Data extracted from a collection:
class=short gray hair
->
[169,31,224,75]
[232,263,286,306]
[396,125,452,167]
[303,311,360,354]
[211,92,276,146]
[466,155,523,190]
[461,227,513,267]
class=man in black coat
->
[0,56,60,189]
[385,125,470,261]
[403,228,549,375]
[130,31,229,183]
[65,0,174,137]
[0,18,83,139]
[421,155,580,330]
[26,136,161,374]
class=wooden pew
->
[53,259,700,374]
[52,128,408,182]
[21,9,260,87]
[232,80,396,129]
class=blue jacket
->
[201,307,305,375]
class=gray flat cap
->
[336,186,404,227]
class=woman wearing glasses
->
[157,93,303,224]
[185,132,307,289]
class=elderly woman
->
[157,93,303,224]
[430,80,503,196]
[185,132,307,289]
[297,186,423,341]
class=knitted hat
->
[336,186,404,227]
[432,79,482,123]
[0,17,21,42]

What to work on: Count the lines in the entries above that contain the string "gray", and reply with only that count.

Solution to the exercise: 2